What the task requires: Below are records to be output exactly, every one of them.

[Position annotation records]
··········

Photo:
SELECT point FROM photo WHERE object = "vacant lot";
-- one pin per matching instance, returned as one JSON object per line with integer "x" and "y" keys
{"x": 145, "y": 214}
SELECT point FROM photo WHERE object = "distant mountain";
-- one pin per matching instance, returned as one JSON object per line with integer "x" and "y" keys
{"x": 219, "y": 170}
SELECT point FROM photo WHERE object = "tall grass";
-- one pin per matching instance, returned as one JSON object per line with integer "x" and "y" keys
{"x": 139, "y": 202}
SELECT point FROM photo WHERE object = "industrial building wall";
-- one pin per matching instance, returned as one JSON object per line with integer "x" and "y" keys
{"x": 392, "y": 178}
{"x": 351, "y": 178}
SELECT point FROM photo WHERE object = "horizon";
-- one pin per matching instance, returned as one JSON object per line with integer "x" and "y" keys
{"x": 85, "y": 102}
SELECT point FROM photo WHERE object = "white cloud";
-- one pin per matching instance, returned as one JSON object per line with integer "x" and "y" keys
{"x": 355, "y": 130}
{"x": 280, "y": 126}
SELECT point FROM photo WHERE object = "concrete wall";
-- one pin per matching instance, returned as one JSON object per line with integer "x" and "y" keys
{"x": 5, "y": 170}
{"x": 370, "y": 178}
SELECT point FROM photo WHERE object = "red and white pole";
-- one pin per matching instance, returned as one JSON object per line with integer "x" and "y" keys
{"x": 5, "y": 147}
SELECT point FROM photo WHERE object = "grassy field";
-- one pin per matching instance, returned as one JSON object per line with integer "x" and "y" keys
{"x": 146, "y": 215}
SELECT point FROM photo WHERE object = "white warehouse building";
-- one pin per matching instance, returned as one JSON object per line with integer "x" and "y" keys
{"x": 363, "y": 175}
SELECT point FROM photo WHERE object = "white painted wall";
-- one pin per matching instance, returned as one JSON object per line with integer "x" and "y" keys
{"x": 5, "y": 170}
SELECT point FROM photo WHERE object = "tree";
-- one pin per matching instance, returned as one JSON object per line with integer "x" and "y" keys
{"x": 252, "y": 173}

··········

Solution for this exercise:
Photo:
SELECT point FROM photo WHERE object = "vacant lot";
-- one pin per matching instance, returned as one JSON object per line with integer "x" and "y" keys
{"x": 145, "y": 214}
SELECT point FROM photo WHERE object = "distant mountain";
-- one pin per matching instance, returned as one JSON object per line with integer "x" and "y" keys
{"x": 219, "y": 170}
SELECT point FROM photo WHERE object = "tall grass";
-- one pin per matching instance, returned as one JSON object per line with integer "x" and "y" keys
{"x": 139, "y": 202}
SELECT point FROM photo WHERE object = "industrial building wall";
-- one pin per matching instance, returned as one JSON object per line with integer "x" and "y" keys
{"x": 392, "y": 178}
{"x": 351, "y": 178}
SELECT point FROM photo WHERE object = "horizon";
-- one pin per matching instance, returned as one JSON object per line with integer "x" and "y" keys
{"x": 85, "y": 102}
SELECT point FROM photo WHERE object = "white cloud";
-- one pin per matching instance, returned as one JSON object per line with integer "x" and "y" keys
{"x": 355, "y": 130}
{"x": 280, "y": 126}
SELECT point FROM photo WHERE object = "concrete wall";
-- one pin per matching instance, returned as one JSON object per line with integer "x" and "y" keys
{"x": 5, "y": 170}
{"x": 370, "y": 178}
SELECT point FROM photo WHERE object = "red and white pole";
-- one pin per matching instance, returned as one JSON object per line with integer "x" and "y" keys
{"x": 5, "y": 147}
SELECT point FROM photo WHERE object = "grassy field";
-- one pin per matching instance, returned as one JSON object per line with integer "x" and "y" keys
{"x": 146, "y": 215}
SELECT point FROM photo WHERE object = "white warehouse building";
-- one pin per matching instance, returned as one JSON object per line with integer "x" and "y" keys
{"x": 363, "y": 175}
SELECT point FROM photo WHERE object = "white painted wall";
-- one pin per matching instance, returned as one JSON object per line with integer "x" and "y" keys
{"x": 5, "y": 170}
SELECT point FROM photo WHERE object = "tree";
-- one pin per matching instance, returned as one JSON object per line with integer "x" and "y" keys
{"x": 252, "y": 173}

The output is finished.